A complete, exact retyping of the data below is required.
|---|
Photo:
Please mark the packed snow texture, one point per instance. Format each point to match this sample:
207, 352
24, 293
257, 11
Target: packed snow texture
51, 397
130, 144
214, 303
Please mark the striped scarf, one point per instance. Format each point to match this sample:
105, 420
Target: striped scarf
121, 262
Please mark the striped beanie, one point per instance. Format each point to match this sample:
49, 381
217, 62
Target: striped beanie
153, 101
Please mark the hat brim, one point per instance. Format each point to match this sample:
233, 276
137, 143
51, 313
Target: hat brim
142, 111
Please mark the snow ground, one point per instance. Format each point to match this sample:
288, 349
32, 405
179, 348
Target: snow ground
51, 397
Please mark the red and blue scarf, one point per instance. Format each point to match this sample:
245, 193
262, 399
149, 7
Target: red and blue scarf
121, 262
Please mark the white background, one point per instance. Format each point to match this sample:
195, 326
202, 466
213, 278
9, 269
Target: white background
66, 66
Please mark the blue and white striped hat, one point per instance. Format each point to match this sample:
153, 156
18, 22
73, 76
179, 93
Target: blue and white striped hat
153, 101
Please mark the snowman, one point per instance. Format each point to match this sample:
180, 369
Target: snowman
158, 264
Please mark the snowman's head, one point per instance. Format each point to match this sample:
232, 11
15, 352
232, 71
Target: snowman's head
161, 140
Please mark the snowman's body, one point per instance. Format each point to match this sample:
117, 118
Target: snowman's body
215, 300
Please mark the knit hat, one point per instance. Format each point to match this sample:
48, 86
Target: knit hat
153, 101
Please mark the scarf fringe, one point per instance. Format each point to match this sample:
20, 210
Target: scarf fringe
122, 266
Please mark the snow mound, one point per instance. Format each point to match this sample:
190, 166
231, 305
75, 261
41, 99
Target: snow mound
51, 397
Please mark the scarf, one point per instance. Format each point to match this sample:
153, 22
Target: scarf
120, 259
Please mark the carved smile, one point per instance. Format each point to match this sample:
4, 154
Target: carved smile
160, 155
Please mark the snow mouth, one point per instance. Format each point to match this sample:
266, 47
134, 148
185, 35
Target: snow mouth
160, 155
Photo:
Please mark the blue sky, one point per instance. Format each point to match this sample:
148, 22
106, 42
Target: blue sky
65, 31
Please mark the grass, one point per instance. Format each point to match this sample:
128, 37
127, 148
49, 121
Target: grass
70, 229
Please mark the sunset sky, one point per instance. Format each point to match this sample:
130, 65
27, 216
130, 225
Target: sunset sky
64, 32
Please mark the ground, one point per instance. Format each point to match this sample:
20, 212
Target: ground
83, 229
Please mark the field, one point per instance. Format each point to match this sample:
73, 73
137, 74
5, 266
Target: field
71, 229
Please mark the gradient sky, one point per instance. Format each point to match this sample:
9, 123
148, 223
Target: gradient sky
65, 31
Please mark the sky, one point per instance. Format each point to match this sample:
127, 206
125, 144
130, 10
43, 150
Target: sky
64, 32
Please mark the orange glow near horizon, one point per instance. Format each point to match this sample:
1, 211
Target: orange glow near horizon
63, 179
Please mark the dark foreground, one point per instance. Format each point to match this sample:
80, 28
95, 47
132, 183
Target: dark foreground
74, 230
|---|
## SOLUTION TO THIS TASK
Photo:
Please mark the packed snow texture, one point per instance. Format each point to match this sample:
207, 352
24, 293
257, 11
Target: packed snow texture
51, 397
130, 144
214, 303
Please mark the striped scarf, one point per instance. Format each point to match this sample:
105, 420
Target: striped scarf
121, 262
Please mark the striped beanie, one point per instance. Format each point to match this sample:
49, 381
217, 62
Target: striped beanie
153, 101
Please mark the hat brim, one point per instance. Format each point to match this sample:
233, 276
137, 143
51, 313
Target: hat brim
142, 111
Please mark the snow ground, one point per instance. Format each point to match this sample:
288, 349
32, 405
179, 348
Target: snow ground
51, 397
Please mark the red and blue scarf, one point per instance. Format each point to match this sample:
245, 193
262, 399
149, 7
Target: red and blue scarf
121, 262
Please mark the white background, one point per instance. Format each point to match this sample:
195, 326
202, 466
213, 278
9, 269
Target: white background
66, 66
Please mark the blue and white striped hat, one point per instance. Format each point to match this sample:
153, 156
18, 22
73, 76
179, 93
Target: blue and white striped hat
153, 101
Please mark the snowman, one point per instance. Format each point to match this sample:
180, 369
Target: snowman
158, 264
Please mark the snowman's head, one point per instance. Format each point to match this sample:
232, 11
15, 352
232, 71
Target: snowman's head
161, 140
Please mark the snowman's body, one point per instance. Format each point to match this sample:
117, 118
Target: snowman's body
215, 300
Please mark the knit hat, one point per instance. Format each point to match this sample:
48, 86
Target: knit hat
153, 101
Please mark the scarf fringe, one point per instance. Format each point to match this sample:
20, 210
Target: scarf fringe
122, 266
Please mark the snow mound, one point per instance. Format each point to match this sample:
190, 166
231, 305
75, 261
41, 99
Target: snow mound
51, 397
Please mark the scarf, one point per instance. Format each point to match this sample:
153, 22
Target: scarf
120, 259
Please mark the carved smile, one point per instance. Format each point to match this sample:
4, 154
Target: carved smile
160, 155
Please mark the snow mouth, one point per instance. Format each point to match this sample:
266, 47
134, 148
185, 35
Target: snow mouth
160, 155
Photo:
Please mark the blue sky, one point per instance. Format each point to match this sample:
148, 22
106, 42
Target: blue sky
65, 31
Please mark the grass, one point per instance. Format each point to match this sample:
128, 37
127, 148
49, 121
Target: grass
70, 229
Please mark the sunset sky, one point per instance. Format each point to match this sample:
130, 65
27, 216
130, 225
Target: sunset sky
64, 32
Please mark the ground, one point per instance. Format each point to match this sample:
20, 212
Target: ground
83, 229
Please mark the field, one point per instance. Format each point to match this sample:
73, 73
137, 74
5, 266
Target: field
71, 229
Please mark the gradient sky, one point per instance. Format each point to match this sample:
9, 123
148, 223
Target: gradient sky
65, 31
Please mark the sky, one point per instance. Format each point to match this sample:
127, 206
125, 144
130, 10
43, 150
Target: sky
64, 32
Please mark the orange glow near horizon, one point per instance. Format each point to match this sample:
1, 211
Target: orange glow near horizon
63, 179
Please mark the dark foreground, one point per instance. Format each point to match this sample:
80, 28
95, 47
132, 183
Target: dark foreground
74, 230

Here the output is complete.